## begin Supplied material
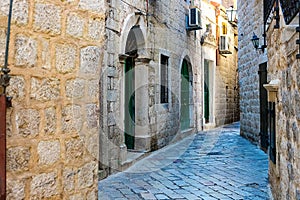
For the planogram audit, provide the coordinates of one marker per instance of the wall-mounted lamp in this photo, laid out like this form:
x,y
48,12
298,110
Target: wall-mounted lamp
x,y
255,42
231,14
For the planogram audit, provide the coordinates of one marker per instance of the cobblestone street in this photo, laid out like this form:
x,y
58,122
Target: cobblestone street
x,y
216,164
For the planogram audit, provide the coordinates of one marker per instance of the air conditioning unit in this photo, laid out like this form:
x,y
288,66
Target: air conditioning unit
x,y
194,17
224,44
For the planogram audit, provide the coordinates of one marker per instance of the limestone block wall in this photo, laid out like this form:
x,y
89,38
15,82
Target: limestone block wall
x,y
227,86
250,20
162,26
282,50
56,53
## end Supplied material
▶ **Given exercise**
Rewrite all of the material above with each "planogram audit" replaced by "inventory review" and everything else left unchanged. Omit the pictures from your version.

▶ **Result for this exercise**
For the inventory review, provide the coordinates of one marker per instance of the wall-mounted lamp in this photo, laid out like this form:
x,y
48,12
298,110
Target: wall-mounted lamp
x,y
255,42
231,14
For the inventory review, provide the coordinates of one marker per instance of the cobblestone street in this photo, laid out like this form:
x,y
58,122
Target: cobblestone street
x,y
216,164
For the inventory review, provide the coordinates of one marker per instance of the air conditioning unit in this photo, laid out like this form:
x,y
288,66
Target: air conditioning unit
x,y
194,17
224,44
For the inventory review, provide the coordinates of one marker per instance of the limestone block wall in this photo, laid out like this form:
x,y
89,38
15,82
Target: limestone block wall
x,y
227,86
250,20
162,26
282,50
56,53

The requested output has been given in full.